* Goal of the exercise: Reproduce each entry below in full, exactly as it was given.

(Natural-language object grounding data)
────────────────────────────────────────
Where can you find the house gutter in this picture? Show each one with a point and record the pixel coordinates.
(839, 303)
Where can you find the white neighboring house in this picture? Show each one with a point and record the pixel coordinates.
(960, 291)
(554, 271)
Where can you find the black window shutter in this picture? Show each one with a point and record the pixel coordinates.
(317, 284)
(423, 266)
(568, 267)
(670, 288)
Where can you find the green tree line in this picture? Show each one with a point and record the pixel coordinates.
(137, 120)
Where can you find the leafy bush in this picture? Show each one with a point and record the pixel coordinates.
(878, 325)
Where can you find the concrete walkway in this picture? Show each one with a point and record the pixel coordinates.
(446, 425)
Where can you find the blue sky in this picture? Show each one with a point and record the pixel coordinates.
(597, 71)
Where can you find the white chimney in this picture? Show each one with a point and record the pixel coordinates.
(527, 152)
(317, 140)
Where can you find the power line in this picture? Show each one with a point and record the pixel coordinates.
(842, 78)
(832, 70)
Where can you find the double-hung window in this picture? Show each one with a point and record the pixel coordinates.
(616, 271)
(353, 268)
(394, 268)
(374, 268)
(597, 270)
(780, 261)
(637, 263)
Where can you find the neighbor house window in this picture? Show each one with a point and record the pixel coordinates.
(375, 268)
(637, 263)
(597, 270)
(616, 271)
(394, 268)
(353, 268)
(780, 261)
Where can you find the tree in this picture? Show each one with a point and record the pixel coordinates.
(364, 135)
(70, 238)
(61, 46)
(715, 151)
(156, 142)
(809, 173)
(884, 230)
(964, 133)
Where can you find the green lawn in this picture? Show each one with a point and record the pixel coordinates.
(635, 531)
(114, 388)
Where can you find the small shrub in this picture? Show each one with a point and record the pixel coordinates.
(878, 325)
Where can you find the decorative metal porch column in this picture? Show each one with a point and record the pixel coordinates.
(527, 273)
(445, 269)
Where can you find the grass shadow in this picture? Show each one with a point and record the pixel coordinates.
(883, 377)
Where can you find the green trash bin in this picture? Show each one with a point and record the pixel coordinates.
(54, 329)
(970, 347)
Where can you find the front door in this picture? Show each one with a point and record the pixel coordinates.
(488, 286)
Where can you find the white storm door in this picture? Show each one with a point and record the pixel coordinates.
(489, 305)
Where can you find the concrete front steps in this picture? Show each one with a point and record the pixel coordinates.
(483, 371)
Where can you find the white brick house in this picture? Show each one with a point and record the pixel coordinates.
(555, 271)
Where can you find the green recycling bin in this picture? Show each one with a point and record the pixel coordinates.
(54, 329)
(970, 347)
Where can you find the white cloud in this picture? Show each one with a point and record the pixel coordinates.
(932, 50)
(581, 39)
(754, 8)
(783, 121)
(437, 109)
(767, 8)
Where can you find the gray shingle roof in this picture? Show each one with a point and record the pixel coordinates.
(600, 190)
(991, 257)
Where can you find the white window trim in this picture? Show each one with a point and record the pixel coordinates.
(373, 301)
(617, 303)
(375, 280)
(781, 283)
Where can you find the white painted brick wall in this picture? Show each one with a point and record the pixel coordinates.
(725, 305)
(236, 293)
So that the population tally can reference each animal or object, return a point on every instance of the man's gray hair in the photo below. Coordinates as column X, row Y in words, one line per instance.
────────────────────────────────────────
* Answer box:
Where can you find the house gutter in this picture? Show each one with a point and record the pixel coordinates.
(839, 303)
Where can you find the white neighboring house in this picture? Show each one with a point and record the pixel coordinates.
(960, 291)
(554, 271)
Where can you find the black window shutter in this picture? Show each one with a point and record the pixel coordinates.
(317, 284)
(423, 266)
(568, 267)
(670, 288)
Where can you find the green tree line in this picture? Show each one with a point and record the pixel coordinates.
(137, 120)
Where can you find the leafy bush in this picture? Show each one with a point and record the pixel coordinates.
(878, 325)
Where can you find the concrete walkway in this picture? Show each one with a point and record the pixel coordinates.
(446, 425)
Where can you find the blue sky in this picture? Show each one with a point and record the pixel coordinates.
(597, 71)
Where can you find the white chimney in this picture? Show each one with a point and record the pixel coordinates.
(527, 152)
(317, 140)
Where can you find the power line in this picture? Show each one with a point and record the pixel coordinates.
(842, 78)
(832, 70)
Where can you find the double-hung window in this picture? Show each one with a point and record the pixel coordinates.
(616, 271)
(353, 268)
(394, 268)
(374, 268)
(597, 270)
(780, 261)
(637, 263)
Where can you find the neighbor house window in this picture? Show each one with a point and record the pixel coordinates.
(375, 268)
(637, 263)
(597, 270)
(616, 271)
(394, 268)
(353, 268)
(780, 261)
Where can you find the tree in this picture? Show each one with a point and record the pixel coordinates.
(364, 135)
(70, 238)
(61, 46)
(715, 151)
(156, 142)
(809, 173)
(884, 230)
(964, 133)
Where can you find the green lawn in this picture? Show each one with a point and record the pixel coordinates.
(635, 531)
(114, 388)
Where can you find the small shrub in this picture? Show each one with a point and record the pixel coordinates.
(878, 325)
Where can you find the decorative metal porch column in this picture? Show each one with a point and record the pixel coordinates.
(527, 273)
(445, 269)
Where can you find the grass shadow in this picture? Show each one with a point and record the pixel coordinates.
(883, 377)
Where can you find the green trash bin in this picture? Show each one with a point and record the pixel coordinates.
(54, 329)
(970, 347)
Where can you find the front door in this picture? Show each one with a point and record the pixel coordinates.
(488, 286)
Where can you find the white storm door in this picture? Show each one with a point and record the pixel coordinates.
(489, 305)
Where can you find the concrete front steps in this picture? Show each one with a point and record the pixel coordinates.
(483, 371)
Where can you find the white brick house in this picture? Show each one with a point and record the pixel coordinates.
(555, 271)
Where can you find the green recycling bin in this picture? Show each one with a point and record the pixel coordinates.
(54, 329)
(970, 347)
Where can you find the white cloud in this picture? Show each one with a point and record the pixel coordinates.
(932, 50)
(581, 39)
(754, 8)
(783, 121)
(437, 109)
(767, 8)
Where can you find the gray shingle roof in this picture? Show each one with a point and record the pixel coordinates.
(600, 190)
(991, 257)
Where can you find the white window trim in this picture? Show each one with a point and record the pixel coordinates.
(373, 301)
(617, 303)
(375, 280)
(781, 283)
Where can you find the white painted brick wall in this picture? Show each one with a point and record the pixel coordinates.
(725, 305)
(236, 293)
So that the population tally can reference each animal or object, return a point on every instance of the man's gray hair in the photo below. Coordinates as column X, row Y in words, one line per instance.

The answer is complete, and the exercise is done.